- WHAT THE TASK REQUIRES
Collect every line in the entries below that contains the word "light", and copy each such line in full.

- EXTRACTED DATA
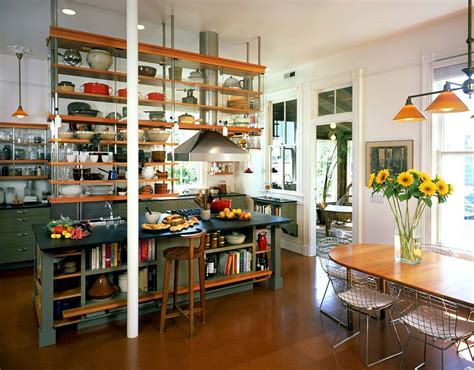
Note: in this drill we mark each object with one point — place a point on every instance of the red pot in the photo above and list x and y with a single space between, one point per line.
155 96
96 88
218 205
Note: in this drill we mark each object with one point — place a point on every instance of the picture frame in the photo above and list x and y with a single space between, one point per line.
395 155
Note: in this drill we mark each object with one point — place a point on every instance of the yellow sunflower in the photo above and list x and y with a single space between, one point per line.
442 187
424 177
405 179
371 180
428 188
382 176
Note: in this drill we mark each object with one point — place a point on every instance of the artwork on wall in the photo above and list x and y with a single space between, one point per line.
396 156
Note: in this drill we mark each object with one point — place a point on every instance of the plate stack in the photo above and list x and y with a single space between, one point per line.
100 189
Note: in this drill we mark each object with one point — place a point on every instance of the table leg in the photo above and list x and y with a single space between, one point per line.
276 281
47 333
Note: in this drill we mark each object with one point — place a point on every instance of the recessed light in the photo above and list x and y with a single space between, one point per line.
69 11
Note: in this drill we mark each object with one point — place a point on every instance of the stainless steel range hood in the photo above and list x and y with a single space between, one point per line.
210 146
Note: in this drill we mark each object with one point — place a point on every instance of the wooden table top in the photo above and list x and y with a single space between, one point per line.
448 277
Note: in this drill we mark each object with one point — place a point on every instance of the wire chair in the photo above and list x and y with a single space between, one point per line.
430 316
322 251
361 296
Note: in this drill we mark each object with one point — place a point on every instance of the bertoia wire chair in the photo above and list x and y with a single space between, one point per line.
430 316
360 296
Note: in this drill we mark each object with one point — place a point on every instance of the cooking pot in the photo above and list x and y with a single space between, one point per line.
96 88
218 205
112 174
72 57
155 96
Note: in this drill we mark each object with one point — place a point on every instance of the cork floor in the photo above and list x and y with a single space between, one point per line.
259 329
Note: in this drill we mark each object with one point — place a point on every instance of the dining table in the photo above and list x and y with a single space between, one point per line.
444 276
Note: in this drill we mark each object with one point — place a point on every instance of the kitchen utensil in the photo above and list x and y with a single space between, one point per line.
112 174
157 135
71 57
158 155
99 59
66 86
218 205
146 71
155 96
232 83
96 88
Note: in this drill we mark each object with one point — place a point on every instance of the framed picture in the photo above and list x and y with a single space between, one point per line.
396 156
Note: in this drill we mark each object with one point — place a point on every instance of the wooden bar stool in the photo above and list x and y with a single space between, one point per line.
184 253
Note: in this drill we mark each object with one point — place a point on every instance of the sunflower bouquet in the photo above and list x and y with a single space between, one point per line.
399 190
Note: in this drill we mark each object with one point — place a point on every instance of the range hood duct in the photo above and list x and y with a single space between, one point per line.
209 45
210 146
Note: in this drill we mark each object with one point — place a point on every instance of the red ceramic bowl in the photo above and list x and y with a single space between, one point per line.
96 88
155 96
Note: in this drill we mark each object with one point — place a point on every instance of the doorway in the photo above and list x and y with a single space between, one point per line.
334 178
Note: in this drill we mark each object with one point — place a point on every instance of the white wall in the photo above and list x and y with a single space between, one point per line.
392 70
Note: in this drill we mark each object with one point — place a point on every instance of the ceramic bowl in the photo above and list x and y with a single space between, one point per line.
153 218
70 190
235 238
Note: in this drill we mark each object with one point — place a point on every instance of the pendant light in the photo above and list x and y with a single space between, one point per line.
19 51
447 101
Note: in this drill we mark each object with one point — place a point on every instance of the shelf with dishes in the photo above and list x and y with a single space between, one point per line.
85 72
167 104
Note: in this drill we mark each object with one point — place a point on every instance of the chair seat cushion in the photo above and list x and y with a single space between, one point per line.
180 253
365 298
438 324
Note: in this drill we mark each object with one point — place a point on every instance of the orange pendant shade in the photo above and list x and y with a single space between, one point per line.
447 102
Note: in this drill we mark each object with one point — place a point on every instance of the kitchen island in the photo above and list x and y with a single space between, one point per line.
* * *
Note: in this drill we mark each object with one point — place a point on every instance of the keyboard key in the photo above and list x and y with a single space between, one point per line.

- EXERCISE RESULT
Note: in this drill we mark each object with one point — place a point on every instance of the recessed light in the photo above and list x and y with a single space between, one point per line.
Note: in this drill we mark each object with one point — place a point on every instance of the pendant light in the photo above and list x and y with a single space between, one point per line.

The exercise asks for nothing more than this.